C’era una volta in Bhutan.
Nel 2022, un po’ a sorpresa, è arrivato nelle nostre sale sotto il marchio Officine Ubu un piccolissimo film capace di lasciare molti spettatori (chi scrive appartiene proprio a questa schiera) decisamente a bocca aperta: Lunana – Il villaggio alla fine del mondo. Un film piccolo, delicato, dal sapore fortemente antropologico ma anche vicino alla sensibilità della favola.
Diretto da Pawo Choyning Dorji (alla sua opera prima) nel 2019, il film è riuscito a scoppiare due anni dopo quando è entrato nella shortlist degli Oscar 2022 nella sezione miglior film internazionale. Un avvenimento inaspettato, trattandosi di un film già “datato”, che ha condotto il Bhutan verso un traguardo incredibile ma anche Pawo Choyning Dorji a poter lavorare velocemente ad un secondo lungometraggio, questa volta più ricco ed ambizioso.
Realizzato nel 2023 ma giunto nelle nostre sale nel 2024, sempre sotto l’efficace marchio Officine Ubu, C’era una volta in Bhutan è un dramma velato di nostalgia e leggerezza che si pone l’obiettivo importante di far conoscere al mondo intero una pagina di Storia recente del Regno del Bhutan: il 2006, anno in cui il Bhutan si palesa come ultimo Paese del mondo a connettersi a internet e alla televisione, ma anche l’anno in cui avviene l’importante passaggio dalla monarchia alla democrazia.
Il 2006 fa perciò da sfondo all’intera vicenda, con un Paese che si dichiara finalmente pronto ad abbracciare la modernizzazione ma senza che i suoi abitanti possano dirsi altrettanto. Per insegnare al popolo a votare, dunque, le autorità locali organizzano una finta elezione che ha il solo scopo di far apprendere la dinamica del voto. Ma la comunità, per la prima volta, sembra disgregarsi in due fazioni molto nette: ci sono coloro che gioiscono per l’avvento della democrazia e chi, al contrario, vede in questo progresso il primo grande passo verso la disunione di un popolo che, fino ad ora, era sempre stato pacifico e soprattutto unito.
Se con Lunana – Il villaggio alla fine del mondo Pawo Choyning Dorji aveva il chiaro obiettivo di far conoscere la sua cultura, e in modo particolare tutte quelle pratiche antiche ma ancora fortemente vive in Bhutan, con C’era una volta in Bhutan l’obiettivo è quello di divulgare una pagina di Storia recentissima che, proprio in quanto tale, ha dell’assurdo. Si fatica a credere, infatti, che solo 18 anni fa potevano esserci ancora popoli capaci di vivere una vita agiata, serena e completa pur senza l’ausilio di televisione e internet, due mezzi che fanno parte della nostra quotidianità in modo decisamente ingombrante. Così come si fa fatica a credere che questo popolo, ancora sotto la monarchia, possa vivere l’avvento della democrazia come un qualcosa di assolutamente alieno e incomprensibile.

> COSA SI CHIEDE
**a)** Secondo il brano sul film C'era una volta in Bhutan, in quale anno il Bhutan passa dalla monarchia alla democrazia?
**b)** Scrivi il seguito del brano sul film C'era una volta in Bhutan, partendo dopo la sua ultima frase.

> MATERIALE FORNITO
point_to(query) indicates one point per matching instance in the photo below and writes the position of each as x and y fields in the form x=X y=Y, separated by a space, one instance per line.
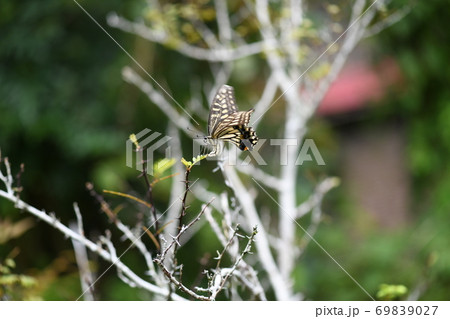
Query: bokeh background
x=383 y=128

> RISPOSTE AI COMPITI
**a)** Nel 2006.

**b)**
Per tutti questi motivi, dunque, C’era una volta in Bhutan si palesa come un film assolutamente necessario sia per conoscere la Storia e la cultura di un Paese affascinante ma di cui si parla troppo poco, sia per aiutarci – a noi Occidentali – a guardare il mondo da una prospettiva insolita che potrebbe condurci, seppur utopisticamente, a vivere decisamente meglio.
Pur non avendo quella forza dirompente che aveva reso grande – anzi enorme – Lunana, C’era una volta in Bhutan è un film che sa essere colmo di quella purezza e di quella sincerità che manca a buona parte del cinema contemporaneo.
Uscito nelle nostre sale ad aprile 2024 dopo essere stato presentato al prestigioso Telluride Film Festival, poi al Toronto International Film Festival e anche alla Festa del Cinema di Roma 2023 (dove ha vinto il premio speciale della giuria), C’era una volta in Bhutan è disponibile da pochi giorni in home video grazie alla sinergia tra Officine Ubu e CG Entertainment.
Proprio come accaduto anche a Lunana, anche in questo caso si è scelto di editare il film solamente in edizione DVD. Una mossa falsa, a nostro dire, che non può far altro che penalizzare un film che punta tanto, tantissimo, sui magnifici scenari naturali del Bhutan. L’alta definizione avrebbe saputo rendere giustizia sia alla regia di Pawo Choyning Dorji che alla fotografia di Jigme Tenzing.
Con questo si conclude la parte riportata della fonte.